Recorded data:
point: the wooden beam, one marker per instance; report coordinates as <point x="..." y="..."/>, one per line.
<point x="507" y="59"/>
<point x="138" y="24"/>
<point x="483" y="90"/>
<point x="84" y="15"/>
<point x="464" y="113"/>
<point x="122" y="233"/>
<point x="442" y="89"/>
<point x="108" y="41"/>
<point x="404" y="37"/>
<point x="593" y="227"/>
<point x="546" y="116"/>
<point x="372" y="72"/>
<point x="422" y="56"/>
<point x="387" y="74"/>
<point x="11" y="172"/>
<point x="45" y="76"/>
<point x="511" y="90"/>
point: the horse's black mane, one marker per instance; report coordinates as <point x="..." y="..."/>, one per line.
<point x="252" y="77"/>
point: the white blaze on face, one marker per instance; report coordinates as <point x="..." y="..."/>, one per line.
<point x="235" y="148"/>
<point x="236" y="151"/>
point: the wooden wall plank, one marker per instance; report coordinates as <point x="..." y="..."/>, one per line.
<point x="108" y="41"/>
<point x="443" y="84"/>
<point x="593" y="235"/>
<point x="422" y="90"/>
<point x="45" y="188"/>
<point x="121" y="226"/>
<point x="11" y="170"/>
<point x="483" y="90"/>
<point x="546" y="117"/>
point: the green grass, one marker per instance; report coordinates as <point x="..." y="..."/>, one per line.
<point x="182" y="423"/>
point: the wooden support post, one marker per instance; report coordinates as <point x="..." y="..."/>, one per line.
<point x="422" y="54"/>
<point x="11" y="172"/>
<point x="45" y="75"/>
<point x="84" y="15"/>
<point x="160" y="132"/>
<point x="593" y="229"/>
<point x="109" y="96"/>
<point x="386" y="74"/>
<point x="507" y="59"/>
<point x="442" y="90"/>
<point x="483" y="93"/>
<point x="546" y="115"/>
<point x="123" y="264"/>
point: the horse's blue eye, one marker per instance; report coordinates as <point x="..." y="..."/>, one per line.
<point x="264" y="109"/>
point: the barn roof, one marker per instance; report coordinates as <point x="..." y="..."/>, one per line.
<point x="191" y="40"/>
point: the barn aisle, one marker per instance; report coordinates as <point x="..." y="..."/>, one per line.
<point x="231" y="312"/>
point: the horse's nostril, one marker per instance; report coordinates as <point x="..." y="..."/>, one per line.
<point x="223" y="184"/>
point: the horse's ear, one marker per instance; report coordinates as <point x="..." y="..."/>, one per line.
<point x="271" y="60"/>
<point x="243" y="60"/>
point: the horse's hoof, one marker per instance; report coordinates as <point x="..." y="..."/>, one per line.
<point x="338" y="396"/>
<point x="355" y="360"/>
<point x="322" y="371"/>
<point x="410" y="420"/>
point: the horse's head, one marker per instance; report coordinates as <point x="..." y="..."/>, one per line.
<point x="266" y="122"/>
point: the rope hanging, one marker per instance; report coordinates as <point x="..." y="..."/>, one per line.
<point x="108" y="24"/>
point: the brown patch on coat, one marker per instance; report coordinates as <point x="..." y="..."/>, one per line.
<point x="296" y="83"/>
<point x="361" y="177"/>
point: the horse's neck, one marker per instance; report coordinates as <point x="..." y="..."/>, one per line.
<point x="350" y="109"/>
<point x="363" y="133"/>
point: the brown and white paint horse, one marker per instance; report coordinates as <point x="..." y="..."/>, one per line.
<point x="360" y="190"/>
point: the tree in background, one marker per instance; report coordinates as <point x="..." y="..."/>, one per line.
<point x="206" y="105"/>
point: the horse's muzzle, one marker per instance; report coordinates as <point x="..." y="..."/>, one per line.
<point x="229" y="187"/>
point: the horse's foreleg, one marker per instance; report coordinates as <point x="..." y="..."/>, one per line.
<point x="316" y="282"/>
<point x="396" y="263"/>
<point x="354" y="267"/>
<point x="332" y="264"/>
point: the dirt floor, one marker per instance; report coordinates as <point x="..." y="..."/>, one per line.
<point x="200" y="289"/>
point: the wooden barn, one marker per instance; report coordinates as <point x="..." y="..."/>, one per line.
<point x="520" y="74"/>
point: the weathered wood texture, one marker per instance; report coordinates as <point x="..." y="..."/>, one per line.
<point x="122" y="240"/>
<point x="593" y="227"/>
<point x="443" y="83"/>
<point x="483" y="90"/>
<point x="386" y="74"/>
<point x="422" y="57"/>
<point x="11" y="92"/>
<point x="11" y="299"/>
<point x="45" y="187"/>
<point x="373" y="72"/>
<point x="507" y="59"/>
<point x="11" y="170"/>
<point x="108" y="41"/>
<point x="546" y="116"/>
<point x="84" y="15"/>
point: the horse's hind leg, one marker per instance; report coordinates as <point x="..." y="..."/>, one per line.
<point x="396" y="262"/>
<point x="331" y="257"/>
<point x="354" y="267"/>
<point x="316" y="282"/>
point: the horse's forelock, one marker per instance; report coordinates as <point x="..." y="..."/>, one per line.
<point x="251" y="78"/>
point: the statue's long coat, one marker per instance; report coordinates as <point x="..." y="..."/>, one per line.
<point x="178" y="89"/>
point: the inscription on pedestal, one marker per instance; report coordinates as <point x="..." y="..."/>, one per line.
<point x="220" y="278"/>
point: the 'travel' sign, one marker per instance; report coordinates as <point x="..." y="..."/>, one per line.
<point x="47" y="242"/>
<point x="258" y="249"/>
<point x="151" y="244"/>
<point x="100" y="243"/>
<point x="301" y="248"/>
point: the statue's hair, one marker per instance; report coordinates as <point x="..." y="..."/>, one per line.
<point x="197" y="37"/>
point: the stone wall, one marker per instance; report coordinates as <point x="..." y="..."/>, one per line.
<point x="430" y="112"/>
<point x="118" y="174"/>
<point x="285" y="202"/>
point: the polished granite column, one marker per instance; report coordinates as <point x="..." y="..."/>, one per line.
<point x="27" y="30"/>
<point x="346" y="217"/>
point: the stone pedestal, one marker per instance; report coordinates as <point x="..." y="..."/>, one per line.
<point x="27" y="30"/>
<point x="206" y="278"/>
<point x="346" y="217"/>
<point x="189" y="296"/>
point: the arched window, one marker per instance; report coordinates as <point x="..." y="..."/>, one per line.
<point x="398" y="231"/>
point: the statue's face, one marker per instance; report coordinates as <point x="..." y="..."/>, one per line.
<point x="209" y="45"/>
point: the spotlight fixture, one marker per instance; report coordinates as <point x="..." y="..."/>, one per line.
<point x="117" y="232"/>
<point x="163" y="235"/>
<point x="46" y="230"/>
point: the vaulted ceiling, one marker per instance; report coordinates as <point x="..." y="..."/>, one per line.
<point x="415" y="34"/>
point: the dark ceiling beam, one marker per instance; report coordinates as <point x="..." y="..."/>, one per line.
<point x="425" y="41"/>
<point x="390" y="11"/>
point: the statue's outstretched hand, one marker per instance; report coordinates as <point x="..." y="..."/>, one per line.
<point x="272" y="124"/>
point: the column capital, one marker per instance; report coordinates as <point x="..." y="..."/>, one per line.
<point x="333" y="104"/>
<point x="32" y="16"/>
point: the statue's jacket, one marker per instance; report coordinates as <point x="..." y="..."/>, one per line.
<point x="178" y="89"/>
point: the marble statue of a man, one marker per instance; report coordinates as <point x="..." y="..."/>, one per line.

◆ Task details ◆
A verbatim copy of all the records is required. Write it out in full.

◆ Completed task ◆
point: the wooden beam, one marker per instance; report coordinates as <point x="..." y="..."/>, one per line.
<point x="507" y="59"/>
<point x="138" y="24"/>
<point x="483" y="90"/>
<point x="84" y="15"/>
<point x="464" y="113"/>
<point x="122" y="233"/>
<point x="442" y="89"/>
<point x="108" y="41"/>
<point x="404" y="37"/>
<point x="593" y="227"/>
<point x="546" y="116"/>
<point x="372" y="72"/>
<point x="422" y="56"/>
<point x="387" y="74"/>
<point x="11" y="172"/>
<point x="45" y="76"/>
<point x="511" y="90"/>
point: the horse's black mane, one marker per instance; report coordinates as <point x="..." y="..."/>, one per line.
<point x="252" y="77"/>
point: the white blaze on face, one marker per instance; report coordinates as <point x="..." y="..."/>, one per line.
<point x="235" y="148"/>
<point x="236" y="151"/>
point: the wooden wall plank, one marker per instance; report coordinates as <point x="..." y="..."/>, one per line.
<point x="108" y="41"/>
<point x="443" y="84"/>
<point x="593" y="235"/>
<point x="422" y="90"/>
<point x="45" y="188"/>
<point x="121" y="226"/>
<point x="11" y="170"/>
<point x="483" y="90"/>
<point x="546" y="117"/>
point: the green grass, one marker per instance; report coordinates as <point x="..." y="..."/>, one per line.
<point x="182" y="423"/>
point: the wooden support post, one marker per instance; report coordinates as <point x="..." y="..."/>, one per line.
<point x="422" y="54"/>
<point x="11" y="172"/>
<point x="45" y="75"/>
<point x="84" y="15"/>
<point x="160" y="132"/>
<point x="593" y="229"/>
<point x="109" y="96"/>
<point x="386" y="74"/>
<point x="507" y="59"/>
<point x="442" y="90"/>
<point x="483" y="93"/>
<point x="546" y="115"/>
<point x="123" y="264"/>
point: the horse's blue eye, one marker per instance; report coordinates as <point x="..." y="..."/>, one per line.
<point x="264" y="109"/>
point: the barn roof, one marker per instance; report coordinates as <point x="..." y="..."/>, one per line.
<point x="191" y="40"/>
point: the barn aisle, one marker per instance; report coordinates as <point x="..." y="..."/>, one per line.
<point x="231" y="312"/>
point: the horse's nostril, one marker per instance; report coordinates as <point x="..." y="..."/>, one per line.
<point x="223" y="184"/>
point: the horse's ear, one marker per instance; report coordinates as <point x="..." y="..."/>, one per line.
<point x="271" y="60"/>
<point x="243" y="60"/>
point: the horse's hoof, one marker per instance; report coordinates as <point x="..." y="..."/>, one per line.
<point x="338" y="396"/>
<point x="355" y="360"/>
<point x="322" y="371"/>
<point x="410" y="420"/>
point: the horse's head, one marker per instance; report coordinates as <point x="..." y="..."/>, one per line.
<point x="266" y="122"/>
point: the rope hanging, one marker per instance; report coordinates as <point x="..." y="..."/>, one per line.
<point x="108" y="24"/>
point: the brown patch on coat, one marker per instance; report coordinates as <point x="..." y="..."/>, one per line.
<point x="296" y="83"/>
<point x="361" y="177"/>
point: the horse's neck, one marker per instance; report coordinates as <point x="..." y="..."/>, one per line.
<point x="350" y="109"/>
<point x="363" y="133"/>
point: the brown and white paint horse, one marker per instance; report coordinates as <point x="..." y="..."/>, one per line.
<point x="360" y="190"/>
point: the tree in background, one marker per instance; report coordinates as <point x="..." y="..."/>, one per line.
<point x="206" y="105"/>
point: the horse's muzzle, one marker per instance; report coordinates as <point x="..." y="..."/>, one per line.
<point x="229" y="187"/>
point: the horse's foreleg, one marker per instance; report coordinates as <point x="..." y="..."/>, one per line.
<point x="316" y="282"/>
<point x="396" y="263"/>
<point x="354" y="267"/>
<point x="332" y="264"/>
point: the dirt floor, one marker per instance; report coordinates as <point x="..." y="..."/>, one per line.
<point x="200" y="289"/>
point: the wooden barn, one marker per instance; report coordinates as <point x="..." y="..."/>, one per line.
<point x="520" y="74"/>
point: the weathered wood texture, one marker per instance; report coordinates as <point x="..." y="..."/>, one per line.
<point x="122" y="240"/>
<point x="593" y="227"/>
<point x="443" y="83"/>
<point x="483" y="90"/>
<point x="386" y="74"/>
<point x="422" y="57"/>
<point x="11" y="92"/>
<point x="11" y="299"/>
<point x="45" y="187"/>
<point x="373" y="72"/>
<point x="507" y="59"/>
<point x="11" y="170"/>
<point x="108" y="41"/>
<point x="546" y="116"/>
<point x="84" y="15"/>
point: the horse's hind leg, one marker per instance; report coordinates as <point x="..." y="..."/>, one per line.
<point x="396" y="262"/>
<point x="331" y="257"/>
<point x="354" y="267"/>
<point x="316" y="282"/>
point: the horse's forelock, one marker per instance; report coordinates as <point x="..." y="..."/>, one per line.
<point x="251" y="78"/>
point: the statue's long coat, one marker per instance; report coordinates as <point x="..." y="..."/>, one per line.
<point x="178" y="89"/>
point: the inscription on pedestal, one marker per instance; report coordinates as <point x="..." y="..."/>, one per line.
<point x="220" y="278"/>
point: the 'travel' sign, one marker per instance; report coordinates as <point x="..." y="..."/>, one per line.
<point x="47" y="242"/>
<point x="258" y="249"/>
<point x="151" y="244"/>
<point x="100" y="243"/>
<point x="301" y="248"/>
point: the statue's hair, one marker per instance; report coordinates as <point x="..." y="..."/>, one per line.
<point x="197" y="37"/>
point: the stone wall, one marker per instance; report coordinates as <point x="..." y="..."/>, one per line.
<point x="430" y="112"/>
<point x="118" y="174"/>
<point x="285" y="202"/>
point: the polished granite column, one marker per instance; report coordinates as <point x="..." y="..."/>, one per line.
<point x="27" y="30"/>
<point x="346" y="217"/>
point: the stone pedestal, one marker per instance; report coordinates as <point x="..." y="..."/>, one per line.
<point x="27" y="30"/>
<point x="206" y="278"/>
<point x="346" y="217"/>
<point x="189" y="296"/>
point: the arched window, one marker per instance; report coordinates as <point x="..." y="..."/>, one per line.
<point x="398" y="231"/>
point: the statue's face, one marker per instance; report coordinates as <point x="..." y="..."/>, one per line.
<point x="209" y="45"/>
point: the spotlight fixture, one marker per instance; report coordinates as <point x="..." y="..."/>, one per line.
<point x="117" y="232"/>
<point x="163" y="235"/>
<point x="46" y="230"/>
point: the vaulted ceiling, one marker per instance; report coordinates as <point x="..." y="..."/>, one per line.
<point x="415" y="34"/>
point: the dark ceiling beam, one marker per instance; report coordinates as <point x="..." y="..."/>, one per line.
<point x="425" y="41"/>
<point x="390" y="11"/>
point: the statue's outstretched hand, one marker per instance; report coordinates as <point x="..." y="..."/>, one per line.
<point x="272" y="124"/>
point: the column capital, one marker per instance; report coordinates as <point x="..." y="..."/>, one per line.
<point x="333" y="104"/>
<point x="32" y="16"/>
point: the statue's jacket, one marker per instance; report coordinates as <point x="..." y="..."/>, one per line.
<point x="178" y="89"/>
point: the marble statue of a man, one marker per instance; report coordinates as <point x="..." y="..."/>, one per line.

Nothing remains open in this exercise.